━━━ Material supplied ━━━
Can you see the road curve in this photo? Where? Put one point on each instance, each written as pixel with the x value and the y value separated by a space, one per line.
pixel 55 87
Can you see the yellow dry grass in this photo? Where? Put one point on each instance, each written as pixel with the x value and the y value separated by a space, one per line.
━━━
━━━ Material supplied ━━━
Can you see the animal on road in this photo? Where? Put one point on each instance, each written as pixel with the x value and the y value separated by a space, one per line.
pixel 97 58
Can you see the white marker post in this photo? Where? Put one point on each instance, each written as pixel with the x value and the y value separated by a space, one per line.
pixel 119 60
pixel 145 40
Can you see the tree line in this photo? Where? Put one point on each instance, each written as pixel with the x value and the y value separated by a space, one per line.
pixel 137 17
━━━
## Problem details
Could you restate word for word the lines above from the one containing "Can you see the road" through the one containing "Can you see the yellow", both included, and nothing else?

## Result of the task
Can you see the road curve in this photo? Where? Put one point on each instance, each written as pixel with the x value and the y value separated by a space, one per line.
pixel 55 87
Can you see the yellow dry grass in this photo? Where? Put one point on each instance, each written as pixel with the x value and the y value separated by a space, one per line.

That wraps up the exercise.